■ **Data section**
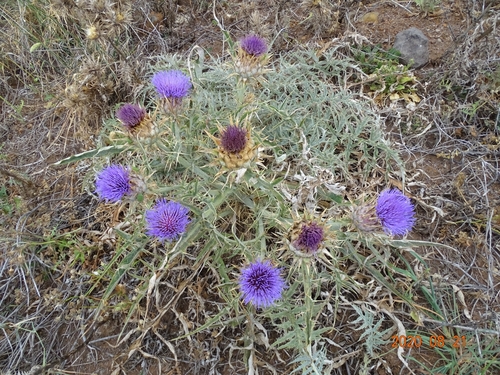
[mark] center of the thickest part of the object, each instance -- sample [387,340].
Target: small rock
[413,45]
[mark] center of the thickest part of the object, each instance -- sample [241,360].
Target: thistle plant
[261,284]
[278,236]
[252,57]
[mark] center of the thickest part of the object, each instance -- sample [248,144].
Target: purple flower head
[167,220]
[253,45]
[233,139]
[310,237]
[261,284]
[113,183]
[395,212]
[172,84]
[130,115]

■ **Task to complete**
Please give the records above as a two-column CSV with the headers instruction and points, one row per record. Put each record's text and its answer in one quoted field apiece, turn line breaks into spaces, and leave the pictures out.

■ **Finished task**
instruction,points
"[mark] center of the thickest part of the object, each instance -- sample [387,340]. Target: small rock","[413,45]"
"[mark] center of the thickest part of the object, each instance -- sample [241,360]. Target: thistle plant","[261,284] [278,236] [252,57]"
"[mark] center of the thickest part of the object, each instance -- sample [248,144]. Target: purple flower head","[167,220] [253,45] [233,139] [310,237] [261,284] [113,183] [395,212] [172,84] [130,115]"